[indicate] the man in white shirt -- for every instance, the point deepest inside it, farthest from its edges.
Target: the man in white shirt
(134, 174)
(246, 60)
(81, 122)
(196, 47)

---

EXERCISE DESCRIPTION:
A faithful, complete copy of the entries above is required.

RESULT OF THE EXERCISE:
[indicate] the man in white shirt -- for every instance, the point deepest inside it, farthest from its edges.
Target: the man in white shirt
(134, 174)
(246, 60)
(81, 122)
(196, 47)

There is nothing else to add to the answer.